- **Exercise description**
Rewrite all the rows below, requests included. Scale every point coordinate in the answers by 1.4 and round each result to a whole number, with halves going up.

- **Material supplied**
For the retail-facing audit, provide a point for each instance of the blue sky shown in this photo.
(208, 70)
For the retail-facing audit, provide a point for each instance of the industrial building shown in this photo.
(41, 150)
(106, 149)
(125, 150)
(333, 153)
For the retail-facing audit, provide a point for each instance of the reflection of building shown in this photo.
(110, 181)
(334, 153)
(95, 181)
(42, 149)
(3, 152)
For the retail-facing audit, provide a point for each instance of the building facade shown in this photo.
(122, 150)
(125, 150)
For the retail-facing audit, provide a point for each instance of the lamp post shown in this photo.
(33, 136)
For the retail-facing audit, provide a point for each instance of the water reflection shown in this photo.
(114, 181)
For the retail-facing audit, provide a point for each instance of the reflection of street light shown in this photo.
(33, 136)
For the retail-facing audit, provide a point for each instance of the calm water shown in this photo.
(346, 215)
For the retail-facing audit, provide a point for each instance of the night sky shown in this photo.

- **Full answer**
For the retail-facing audit, provide a point for each instance of the blue sky shown in this photo.
(291, 98)
For the retail-facing audit, provide a point for each instance of the industrial building shown in this photo.
(57, 210)
(148, 209)
(175, 210)
(466, 214)
For the retail-facing audit, provide a point for each instance of the reflection of building shown in this photo.
(154, 253)
(468, 214)
(133, 253)
(59, 209)
(4, 213)
For the retail-facing audit, provide a point for each instance of the building facade shown in this photo.
(171, 210)
(175, 210)
For the retail-facing audit, provide a point for each instance of the lamp post shown in this photo.
(46, 190)
For the retail-facing audit, provide a point for each instance of the water reflection shown in this photo.
(160, 253)
For the retail-facing audit, provide a point for each instance of the reflection of street light shown in this photo.
(46, 190)
For the retail-facing audit, provide a point for each instance of the calm water shown in this photo.
(484, 301)
For the retail-facing audit, provide a point for each instance of the night sky shown in this photo.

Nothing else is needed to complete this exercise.